Single by Krista Siegfrids
- Released: 20 February 2015
- Recorded: 2013
- Genre: Dance-pop
- Length: 2:54
- Label: Universal Music Finland
- Songwriter(s): Joonas Angeria, Jennifer Clare Elizabeth Armstrong, Patric Sarin

Krista Siegfrids singles chronology
| "Cinderella" (2014) | "On & Off" (2015) | "Better On My Own" (2015) |

= On & Off (Krista Siegfrids song) =

"On & Off" is a song recorded by Finnish singer Krista Siegfrids. The song was released as a digital download in Finland on 20 February 2015. The song peaked at number 8 on the Finnish Download and Airplay Chart.

==Music video==
A music video to accompany the release of "On & Off" was first released onto YouTube on 20 February 2015 at a total length of three minutes and two seconds.

..............................

* **Stated exercise A**
What position did the song reach on the Finnish Download and Airplay Chart, according to the page on the song "On & Off"?
* **Stated exercise B**
Echo the page on the song "On & Off", starting with "Single by Krista" and going on through "and Airplay Chart.".

(Records of labeled points)
..............................

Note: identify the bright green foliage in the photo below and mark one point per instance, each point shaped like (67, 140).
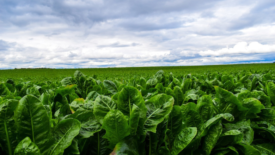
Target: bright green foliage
(116, 126)
(158, 107)
(212, 113)
(64, 133)
(26, 147)
(32, 121)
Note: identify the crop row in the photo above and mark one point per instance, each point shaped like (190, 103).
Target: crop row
(202, 114)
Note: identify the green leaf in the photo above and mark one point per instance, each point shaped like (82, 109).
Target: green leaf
(73, 148)
(262, 97)
(129, 96)
(244, 127)
(4, 90)
(175, 123)
(128, 146)
(271, 91)
(67, 81)
(110, 86)
(89, 125)
(230, 137)
(102, 106)
(26, 147)
(134, 119)
(247, 149)
(205, 107)
(95, 145)
(265, 149)
(32, 121)
(253, 106)
(183, 139)
(212, 137)
(191, 117)
(116, 126)
(227, 102)
(158, 107)
(230, 150)
(191, 95)
(218, 117)
(7, 128)
(64, 133)
(178, 95)
(92, 96)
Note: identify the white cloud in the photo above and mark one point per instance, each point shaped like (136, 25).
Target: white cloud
(137, 33)
(241, 48)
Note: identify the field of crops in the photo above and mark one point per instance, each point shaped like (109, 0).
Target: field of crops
(36, 75)
(212, 111)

..............................

* **Task response A**
Number 8.

* **Task response B**
Single by Krista Siegfrids
- Released: 20 February 2015
- Recorded: 2013
- Genre: Dance-pop
- Length: 2:54
- Label: Universal Music Finland
- Songwriter(s): Joonas Angeria, Jennifer Clare Elizabeth Armstrong, Patric Sarin

Krista Siegfrids singles chronology
| "Cinderella" (2014) | "On & Off" (2015) | "Better On My Own" (2015) |

= On & Off (Krista Siegfrids song) =

"On & Off" is a song recorded by Finnish singer Krista Siegfrids. The song was released as a digital download in Finland on 20 February 2015. The song peaked at number 8 on the Finnish Download and Airplay Chart.